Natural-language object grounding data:
____________

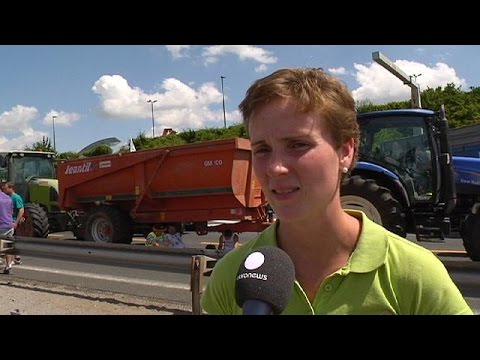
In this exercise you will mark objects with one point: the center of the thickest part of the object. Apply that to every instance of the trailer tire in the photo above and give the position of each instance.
(36, 222)
(470, 232)
(377, 202)
(107, 224)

____________

(Try it): Every record gets retyped exactly; no picture goes into the copy.

(Your response):
In this exercise you will mark objects with one point: the center of the thickest part of the object. Apply that to every instance of the trailer tire in the photo above and give the position of each instance.
(36, 222)
(470, 232)
(377, 202)
(107, 224)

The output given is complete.